PASSAGE »
BEGIN

My goal is to be able to build a viable, purely CSS template, unfettered by dependencies of GoLive or Dreamweaver templates. Considering there are over 200 Web sites (and growing!) that our Web department maintains, moving to pure CSS designs would be a big advantage.

Tim (my co-worker) and I recently took a CSS workshop and are working on layouts using pure CSS. We’ve started this switch in steps. We were already using Cascading Style Sheets to manipulate text; now we’re creating menus with image rollovers and text links that work seamlessly together. I just finshed a redesign for the Fink Beef Genetics site – it is a hybrid of tables and CSS.

The original design had nested tables.

I’m lessening my dependency on tables in steps. I want to make sure I have solid CSS coding skills [as in, not abusing DIV tags in my HTML and not getting class-happy in my CSS], before implementing a pure CSS template for a real site.

END

INFORMATION »
BEGIN

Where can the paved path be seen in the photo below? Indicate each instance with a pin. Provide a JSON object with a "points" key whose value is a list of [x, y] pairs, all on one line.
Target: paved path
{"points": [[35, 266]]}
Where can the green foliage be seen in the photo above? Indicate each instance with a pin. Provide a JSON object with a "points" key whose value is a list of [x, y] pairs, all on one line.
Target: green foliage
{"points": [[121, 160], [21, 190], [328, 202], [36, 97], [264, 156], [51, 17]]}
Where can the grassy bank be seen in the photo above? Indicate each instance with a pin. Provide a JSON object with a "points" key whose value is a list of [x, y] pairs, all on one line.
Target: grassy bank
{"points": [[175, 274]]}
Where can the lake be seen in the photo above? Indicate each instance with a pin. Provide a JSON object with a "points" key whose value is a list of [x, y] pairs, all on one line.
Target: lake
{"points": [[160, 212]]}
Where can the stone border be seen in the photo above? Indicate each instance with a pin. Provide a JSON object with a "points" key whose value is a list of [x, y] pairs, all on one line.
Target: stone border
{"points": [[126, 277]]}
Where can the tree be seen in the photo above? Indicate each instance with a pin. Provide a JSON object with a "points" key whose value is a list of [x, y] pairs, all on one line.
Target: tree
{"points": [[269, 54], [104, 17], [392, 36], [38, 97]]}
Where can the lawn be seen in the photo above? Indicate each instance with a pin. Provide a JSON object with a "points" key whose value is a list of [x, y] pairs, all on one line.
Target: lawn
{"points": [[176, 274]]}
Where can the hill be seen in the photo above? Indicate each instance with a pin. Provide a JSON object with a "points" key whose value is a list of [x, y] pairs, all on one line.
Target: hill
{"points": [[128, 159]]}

END

TASK ITEM » Could you continue the post about switching from table layouts to pure CSS, picking up after its last sentence? None of the material is needed here.

ANSWER TO THE PROBLEM »
One of the neat uses for CSS I’ve discovered recently is the ability to have an image rollover effect while still using text links. See the new Fink Beef Genetics design for an example. Why is this important? Because adding to or taking away from their navigation is now simplified. All I have to do is delete a line of code or add a line of code. With the old way, it would take hours to modify the navigation; now it takes just minutes.

With navigation, using an image rollover or images as the navigation can be a pain. Yes, you get the exact font you saw in your comp., but robots crawling your site can’t read where the navigation leads to, and images take longer to load than plain text. Also, when a change in the navigation is requested, I have to:

  1. Go back to the original comp. and rebuild the navigation by hand,
  2. Save the new images, and replace the old images with the new,
  3. Rebuild the entire template from scratch.

For a larger site like Eby, this is a huge undertaking. Go ahead, visit their horses section. Notice the image links at the top of the page? The one named “Pedigrees?” Changing that from “Horses” took several hours of work. While it sounds like a simple request (and it should be), because of the old systems in place, it takes a ridiculous amount of time to fix.

So, pure CSS sites are a win-win situation for our clients because:

  1. Navigation loads faster, and without the errors that JavaScript can sometimes encounter.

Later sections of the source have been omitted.